> _TO BE DONE_: Reproduce every line of the items below, the requests included, but leave out the pictures, and scale each polygon coordinate in the answers by 1.8, rounding to the nearest whole number with halves rounded up. Leave the numbers in the requests and their format samples unchanged.

━━━ DATASET CONTENT

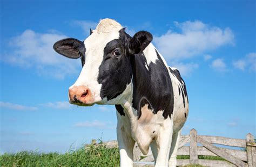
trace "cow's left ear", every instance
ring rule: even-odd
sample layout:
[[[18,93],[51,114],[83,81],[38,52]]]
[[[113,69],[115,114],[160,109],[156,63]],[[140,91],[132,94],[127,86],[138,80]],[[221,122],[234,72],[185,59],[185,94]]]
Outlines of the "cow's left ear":
[[[53,49],[58,53],[71,59],[78,59],[85,53],[84,43],[74,38],[66,38],[57,41],[53,45]]]
[[[151,33],[145,31],[136,33],[129,41],[129,50],[132,54],[138,54],[143,51],[153,39]]]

━━━━━━

> _WRITTEN RESPONSE_:
trace "cow's left ear", every instance
ring rule: even-odd
sample layout:
[[[18,93],[51,114],[83,81],[38,52]]]
[[[113,69],[115,114],[160,109],[156,63]],[[140,91],[132,94],[127,86],[138,80]],[[221,122],[234,72],[185,59],[185,94]]]
Outlines of the "cow's left ear":
[[[95,88],[104,95],[128,106],[140,106],[153,95],[151,77],[133,68],[119,68],[103,74],[95,81]]]
[[[272,59],[261,56],[245,59],[232,74],[232,90],[238,97],[248,97],[257,92],[275,70]]]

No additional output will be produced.